--- Task objective ---
Every line below that carries the word "hand" needs to be copied.

[Data excerpts]

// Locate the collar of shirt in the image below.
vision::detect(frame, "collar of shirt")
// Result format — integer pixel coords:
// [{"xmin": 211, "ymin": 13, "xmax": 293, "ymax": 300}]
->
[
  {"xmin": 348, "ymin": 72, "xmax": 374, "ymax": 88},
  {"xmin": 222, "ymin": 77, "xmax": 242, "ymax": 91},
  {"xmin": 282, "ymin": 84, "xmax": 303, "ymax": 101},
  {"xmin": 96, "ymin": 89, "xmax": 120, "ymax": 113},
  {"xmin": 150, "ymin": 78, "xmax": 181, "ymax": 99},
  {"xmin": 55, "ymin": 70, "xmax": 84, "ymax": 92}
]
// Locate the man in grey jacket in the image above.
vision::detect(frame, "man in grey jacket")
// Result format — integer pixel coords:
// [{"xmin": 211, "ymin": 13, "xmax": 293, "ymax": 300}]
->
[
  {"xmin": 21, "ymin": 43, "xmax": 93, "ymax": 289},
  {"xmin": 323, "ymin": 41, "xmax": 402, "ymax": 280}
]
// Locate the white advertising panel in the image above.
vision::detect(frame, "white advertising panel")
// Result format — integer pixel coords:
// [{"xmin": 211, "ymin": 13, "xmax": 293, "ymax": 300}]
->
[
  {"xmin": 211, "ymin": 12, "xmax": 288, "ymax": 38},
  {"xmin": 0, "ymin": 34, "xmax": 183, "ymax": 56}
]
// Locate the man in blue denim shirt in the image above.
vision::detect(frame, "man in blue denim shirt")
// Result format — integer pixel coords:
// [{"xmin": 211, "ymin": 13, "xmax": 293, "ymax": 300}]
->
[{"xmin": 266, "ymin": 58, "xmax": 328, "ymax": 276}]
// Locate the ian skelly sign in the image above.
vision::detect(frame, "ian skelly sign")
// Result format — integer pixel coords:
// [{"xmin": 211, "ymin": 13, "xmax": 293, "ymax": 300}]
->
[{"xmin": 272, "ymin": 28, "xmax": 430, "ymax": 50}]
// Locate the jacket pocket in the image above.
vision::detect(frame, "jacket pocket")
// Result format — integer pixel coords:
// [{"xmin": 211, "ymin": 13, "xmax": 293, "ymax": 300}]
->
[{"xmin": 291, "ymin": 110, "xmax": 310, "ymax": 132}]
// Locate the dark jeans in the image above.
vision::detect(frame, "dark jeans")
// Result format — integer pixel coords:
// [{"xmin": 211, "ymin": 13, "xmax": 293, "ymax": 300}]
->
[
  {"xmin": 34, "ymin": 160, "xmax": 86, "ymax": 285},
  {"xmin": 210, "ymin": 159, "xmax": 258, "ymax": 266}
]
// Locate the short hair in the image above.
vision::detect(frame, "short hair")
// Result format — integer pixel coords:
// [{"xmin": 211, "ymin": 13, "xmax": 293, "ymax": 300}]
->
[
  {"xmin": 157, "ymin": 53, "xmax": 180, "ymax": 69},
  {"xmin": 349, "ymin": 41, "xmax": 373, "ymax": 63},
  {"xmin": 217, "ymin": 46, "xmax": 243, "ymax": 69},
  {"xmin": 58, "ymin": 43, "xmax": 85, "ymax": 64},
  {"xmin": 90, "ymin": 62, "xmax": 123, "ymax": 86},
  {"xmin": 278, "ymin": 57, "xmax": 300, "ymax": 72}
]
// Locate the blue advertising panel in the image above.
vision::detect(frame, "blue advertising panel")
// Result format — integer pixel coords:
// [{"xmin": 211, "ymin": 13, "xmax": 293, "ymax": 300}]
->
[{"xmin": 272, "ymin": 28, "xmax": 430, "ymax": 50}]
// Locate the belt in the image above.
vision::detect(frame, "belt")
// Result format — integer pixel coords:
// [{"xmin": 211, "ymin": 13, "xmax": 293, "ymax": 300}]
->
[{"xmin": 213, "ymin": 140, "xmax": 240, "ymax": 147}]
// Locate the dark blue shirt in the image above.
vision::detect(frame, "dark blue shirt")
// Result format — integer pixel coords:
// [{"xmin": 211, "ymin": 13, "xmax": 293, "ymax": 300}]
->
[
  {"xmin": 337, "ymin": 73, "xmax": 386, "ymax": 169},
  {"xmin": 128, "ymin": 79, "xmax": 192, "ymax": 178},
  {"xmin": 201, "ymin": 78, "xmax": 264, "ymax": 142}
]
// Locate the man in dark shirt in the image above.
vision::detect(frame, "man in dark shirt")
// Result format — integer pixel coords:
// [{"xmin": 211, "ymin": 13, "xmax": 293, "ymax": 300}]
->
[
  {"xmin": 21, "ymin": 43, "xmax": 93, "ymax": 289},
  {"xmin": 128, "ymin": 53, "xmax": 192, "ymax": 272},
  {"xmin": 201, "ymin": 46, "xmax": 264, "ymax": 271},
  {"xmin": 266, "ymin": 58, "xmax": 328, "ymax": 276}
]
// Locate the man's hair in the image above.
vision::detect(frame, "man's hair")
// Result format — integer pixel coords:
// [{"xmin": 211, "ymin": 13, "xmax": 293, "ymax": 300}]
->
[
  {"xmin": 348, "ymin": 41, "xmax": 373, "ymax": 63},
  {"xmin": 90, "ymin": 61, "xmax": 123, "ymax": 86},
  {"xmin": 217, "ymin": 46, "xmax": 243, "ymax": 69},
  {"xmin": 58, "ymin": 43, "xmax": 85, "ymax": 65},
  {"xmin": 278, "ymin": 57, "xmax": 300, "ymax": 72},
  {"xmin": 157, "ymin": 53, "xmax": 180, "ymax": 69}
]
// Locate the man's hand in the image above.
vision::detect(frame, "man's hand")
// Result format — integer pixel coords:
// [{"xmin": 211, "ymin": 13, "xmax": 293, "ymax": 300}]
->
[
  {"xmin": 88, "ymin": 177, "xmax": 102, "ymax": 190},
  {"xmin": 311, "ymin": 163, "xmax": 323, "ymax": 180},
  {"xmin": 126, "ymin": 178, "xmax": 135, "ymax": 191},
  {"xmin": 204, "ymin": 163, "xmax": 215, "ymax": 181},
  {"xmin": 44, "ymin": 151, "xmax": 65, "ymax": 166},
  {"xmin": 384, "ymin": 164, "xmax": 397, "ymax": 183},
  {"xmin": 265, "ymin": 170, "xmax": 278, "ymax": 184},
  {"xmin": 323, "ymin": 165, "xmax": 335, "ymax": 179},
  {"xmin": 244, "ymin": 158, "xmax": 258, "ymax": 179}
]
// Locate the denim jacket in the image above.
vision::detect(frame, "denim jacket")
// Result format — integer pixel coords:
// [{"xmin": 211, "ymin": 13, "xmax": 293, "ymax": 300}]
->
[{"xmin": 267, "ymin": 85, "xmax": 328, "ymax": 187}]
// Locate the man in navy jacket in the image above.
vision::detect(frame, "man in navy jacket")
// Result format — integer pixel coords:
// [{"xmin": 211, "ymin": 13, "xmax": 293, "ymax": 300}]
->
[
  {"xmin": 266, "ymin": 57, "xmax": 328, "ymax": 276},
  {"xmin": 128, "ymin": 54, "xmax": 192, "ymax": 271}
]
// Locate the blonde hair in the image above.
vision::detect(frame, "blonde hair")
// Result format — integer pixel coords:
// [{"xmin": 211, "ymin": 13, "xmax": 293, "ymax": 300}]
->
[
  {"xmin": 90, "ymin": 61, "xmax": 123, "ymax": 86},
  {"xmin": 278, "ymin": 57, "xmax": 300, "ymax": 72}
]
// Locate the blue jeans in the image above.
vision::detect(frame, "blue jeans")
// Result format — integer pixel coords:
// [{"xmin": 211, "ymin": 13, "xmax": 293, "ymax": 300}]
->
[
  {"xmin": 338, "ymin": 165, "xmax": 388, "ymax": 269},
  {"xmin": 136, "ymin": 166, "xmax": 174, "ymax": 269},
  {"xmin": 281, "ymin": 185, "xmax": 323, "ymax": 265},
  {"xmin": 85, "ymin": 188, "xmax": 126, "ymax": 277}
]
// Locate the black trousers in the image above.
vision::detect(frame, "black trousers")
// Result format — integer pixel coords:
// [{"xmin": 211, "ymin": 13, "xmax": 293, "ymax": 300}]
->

[/Data excerpts]

--- Written answer ---
// Locate the man's hand in the image above.
vision::detect(frame, "man's hand")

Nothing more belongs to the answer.